Excerpt |
◇ ◇ ◇ ◇ ◇ ◇ ◇

View Source BroadwayKafka.Producer (BroadwayKafka v0.3.5)

A Kafka connector for Broadway.

BroadwayKafka can subscribe as a consumer to one or more topics and process streams of records within the same consumer group. Communication is done through Kafka's Consumer API using the :brod client.

options

Options

  • :hosts - Required. A list of host and port tuples or a single string of comma separated HOST:PORT pairs to use for establishing the initial connection to Kafka, e.g. [localhost: 9092]. Examples:

    # Keyword
    ["kafka-vm1": 9092, "kafka-vm2": 9092, "kafka-vm3": 9092]
    
    # List of tuples
    [{"kafka-vm1", 9092}, {"kafka-vm2", 9092}, {"kafka-vm3", 9092}]
    
    # String
    "kafka-vm1:9092,kafka-vm2:9092,kafka-vm3:9092"
  • :group_id - Required. A unique string that identifies the consumer group the producer will belong to.

  • :topics - Required. A list of topics that the producer will subscribe to.

  • :receive_interval - Optional. The duration (in milliseconds) for which the producer waits before making a request for more messages. Default is 2000 (2 seconds).

◇ ◇ ◇ ◇ ◇ ◇ ◇

Labeled-object pointing rows
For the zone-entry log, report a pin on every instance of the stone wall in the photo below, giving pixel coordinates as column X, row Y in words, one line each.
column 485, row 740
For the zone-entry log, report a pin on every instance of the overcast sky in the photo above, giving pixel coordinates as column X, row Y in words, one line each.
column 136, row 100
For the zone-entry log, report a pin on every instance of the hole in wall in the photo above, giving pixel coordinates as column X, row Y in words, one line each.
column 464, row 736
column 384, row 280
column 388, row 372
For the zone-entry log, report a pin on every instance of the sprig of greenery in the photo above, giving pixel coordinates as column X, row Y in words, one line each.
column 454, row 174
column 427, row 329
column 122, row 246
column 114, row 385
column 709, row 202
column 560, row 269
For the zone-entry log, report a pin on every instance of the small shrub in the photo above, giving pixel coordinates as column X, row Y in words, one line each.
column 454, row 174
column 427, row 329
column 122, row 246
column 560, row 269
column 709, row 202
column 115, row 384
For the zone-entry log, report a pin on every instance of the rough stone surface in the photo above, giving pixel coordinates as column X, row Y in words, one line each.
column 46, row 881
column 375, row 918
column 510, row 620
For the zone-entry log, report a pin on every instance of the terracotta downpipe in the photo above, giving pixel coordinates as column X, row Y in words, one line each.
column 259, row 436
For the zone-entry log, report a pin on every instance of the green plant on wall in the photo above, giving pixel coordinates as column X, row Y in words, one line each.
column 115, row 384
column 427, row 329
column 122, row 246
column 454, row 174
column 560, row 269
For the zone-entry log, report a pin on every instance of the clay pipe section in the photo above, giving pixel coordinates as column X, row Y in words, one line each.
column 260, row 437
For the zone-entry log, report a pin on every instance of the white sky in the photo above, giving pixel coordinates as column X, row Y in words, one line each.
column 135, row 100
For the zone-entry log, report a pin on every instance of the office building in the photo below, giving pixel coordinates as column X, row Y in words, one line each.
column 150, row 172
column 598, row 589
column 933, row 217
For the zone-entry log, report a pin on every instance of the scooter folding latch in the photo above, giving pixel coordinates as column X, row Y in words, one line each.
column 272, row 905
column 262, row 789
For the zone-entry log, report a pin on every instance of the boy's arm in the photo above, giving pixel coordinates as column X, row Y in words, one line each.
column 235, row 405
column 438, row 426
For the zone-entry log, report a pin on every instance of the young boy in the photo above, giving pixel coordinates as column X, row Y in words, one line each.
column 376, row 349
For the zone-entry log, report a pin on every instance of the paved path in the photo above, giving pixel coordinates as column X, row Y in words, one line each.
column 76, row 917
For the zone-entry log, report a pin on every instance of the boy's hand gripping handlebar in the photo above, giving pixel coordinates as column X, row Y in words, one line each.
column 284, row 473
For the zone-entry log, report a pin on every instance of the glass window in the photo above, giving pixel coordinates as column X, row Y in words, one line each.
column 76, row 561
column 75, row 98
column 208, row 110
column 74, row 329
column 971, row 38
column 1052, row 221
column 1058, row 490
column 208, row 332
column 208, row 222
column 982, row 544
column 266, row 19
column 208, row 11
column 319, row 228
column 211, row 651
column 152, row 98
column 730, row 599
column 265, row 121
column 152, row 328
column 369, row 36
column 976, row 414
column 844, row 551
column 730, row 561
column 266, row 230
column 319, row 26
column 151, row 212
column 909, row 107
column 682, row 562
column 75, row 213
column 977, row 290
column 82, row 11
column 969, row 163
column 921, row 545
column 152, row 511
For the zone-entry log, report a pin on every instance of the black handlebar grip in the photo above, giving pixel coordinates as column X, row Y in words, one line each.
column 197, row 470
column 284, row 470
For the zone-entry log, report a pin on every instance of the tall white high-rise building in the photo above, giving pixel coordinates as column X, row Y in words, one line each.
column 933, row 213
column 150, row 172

◇ ◇ ◇ ◇ ◇ ◇ ◇

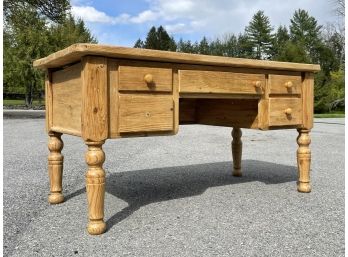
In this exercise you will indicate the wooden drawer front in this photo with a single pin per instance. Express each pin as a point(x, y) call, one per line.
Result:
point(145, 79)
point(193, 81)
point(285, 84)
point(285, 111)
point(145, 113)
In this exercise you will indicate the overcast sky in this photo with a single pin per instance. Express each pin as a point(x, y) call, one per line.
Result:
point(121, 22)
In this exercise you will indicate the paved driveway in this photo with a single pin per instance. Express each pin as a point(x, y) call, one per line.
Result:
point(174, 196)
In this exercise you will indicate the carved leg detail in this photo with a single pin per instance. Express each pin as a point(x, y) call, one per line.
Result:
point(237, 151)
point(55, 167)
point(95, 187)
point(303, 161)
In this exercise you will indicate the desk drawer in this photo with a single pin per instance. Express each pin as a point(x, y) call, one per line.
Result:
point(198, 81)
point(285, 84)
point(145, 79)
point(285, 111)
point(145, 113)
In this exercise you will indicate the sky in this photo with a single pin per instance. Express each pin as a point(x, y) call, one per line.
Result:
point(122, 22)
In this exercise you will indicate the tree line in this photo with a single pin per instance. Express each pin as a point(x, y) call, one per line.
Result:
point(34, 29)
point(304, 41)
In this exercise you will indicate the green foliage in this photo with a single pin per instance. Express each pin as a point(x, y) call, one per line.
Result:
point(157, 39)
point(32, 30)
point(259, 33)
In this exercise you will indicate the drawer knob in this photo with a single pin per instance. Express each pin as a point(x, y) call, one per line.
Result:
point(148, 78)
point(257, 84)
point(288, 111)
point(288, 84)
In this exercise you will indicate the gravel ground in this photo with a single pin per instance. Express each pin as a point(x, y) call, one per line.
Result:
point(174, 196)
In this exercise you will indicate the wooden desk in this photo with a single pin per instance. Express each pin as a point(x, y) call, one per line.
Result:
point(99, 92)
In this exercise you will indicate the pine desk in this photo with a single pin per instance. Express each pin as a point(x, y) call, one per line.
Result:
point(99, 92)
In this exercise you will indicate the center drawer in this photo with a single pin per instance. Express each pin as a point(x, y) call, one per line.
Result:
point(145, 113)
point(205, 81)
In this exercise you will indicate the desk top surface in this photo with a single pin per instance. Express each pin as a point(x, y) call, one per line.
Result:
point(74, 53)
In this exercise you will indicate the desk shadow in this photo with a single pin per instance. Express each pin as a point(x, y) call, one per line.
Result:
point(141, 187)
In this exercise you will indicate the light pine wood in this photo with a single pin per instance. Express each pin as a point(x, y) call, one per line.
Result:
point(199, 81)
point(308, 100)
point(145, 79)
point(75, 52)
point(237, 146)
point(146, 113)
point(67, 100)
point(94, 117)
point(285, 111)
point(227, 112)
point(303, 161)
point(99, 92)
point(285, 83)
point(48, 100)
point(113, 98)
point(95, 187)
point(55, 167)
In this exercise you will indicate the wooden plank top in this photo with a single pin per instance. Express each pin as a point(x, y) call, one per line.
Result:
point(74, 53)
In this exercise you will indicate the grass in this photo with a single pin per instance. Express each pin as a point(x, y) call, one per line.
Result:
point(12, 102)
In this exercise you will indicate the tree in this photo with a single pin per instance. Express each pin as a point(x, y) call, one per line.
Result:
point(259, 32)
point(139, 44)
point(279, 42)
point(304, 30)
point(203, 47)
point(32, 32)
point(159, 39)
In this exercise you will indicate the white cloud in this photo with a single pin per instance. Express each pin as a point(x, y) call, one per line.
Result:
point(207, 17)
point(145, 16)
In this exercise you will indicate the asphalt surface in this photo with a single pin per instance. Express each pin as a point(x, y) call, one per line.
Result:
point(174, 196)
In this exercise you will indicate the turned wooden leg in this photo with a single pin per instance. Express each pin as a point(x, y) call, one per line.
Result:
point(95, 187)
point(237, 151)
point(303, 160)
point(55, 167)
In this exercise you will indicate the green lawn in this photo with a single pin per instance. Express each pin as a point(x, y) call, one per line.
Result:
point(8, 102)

◇ ◇ ◇ ◇ ◇ ◇ ◇

Your task | Extend the BroadwayKafka.Producer options documentation past its last sentence.

Output |
  • :offset_commit_on_ack - Optional. Tells Broadway to send or not an offset commit request after each acknowledgement. Default is true. Setting this value to false can increase performance since commit requests will respect the :offset_commit_interval_seconds option. However, setting long commit intervals might lead to a large number of duplicated records to be processed after a server restart or connection loss. If that's the case, make sure your logic is idempotent when consuming records to avoid inconsistencies. Also, bear in mind the the negative performance impact might be insignificant if you're using batchers since only one commit request will be performed per batch.

  • :offset_reset_policy - Optional. Defines the offset to be used when there's no initial offset in Kafka or if the current offset has expired. Possible values are :earliest or :latest. Default is :latest.

  • :group_config - Optional. A list of options used to configure the group coordinator. See the "Group config options" section below for a list of all available options.

  • :fetch_config - Optional. A list of options used when fetching messages. See the "Fetch config options" section below for a list of all available options.

  • :client_config - Optional. A list of options used when creating the client. See the "Client config options" section below for a list of all available options.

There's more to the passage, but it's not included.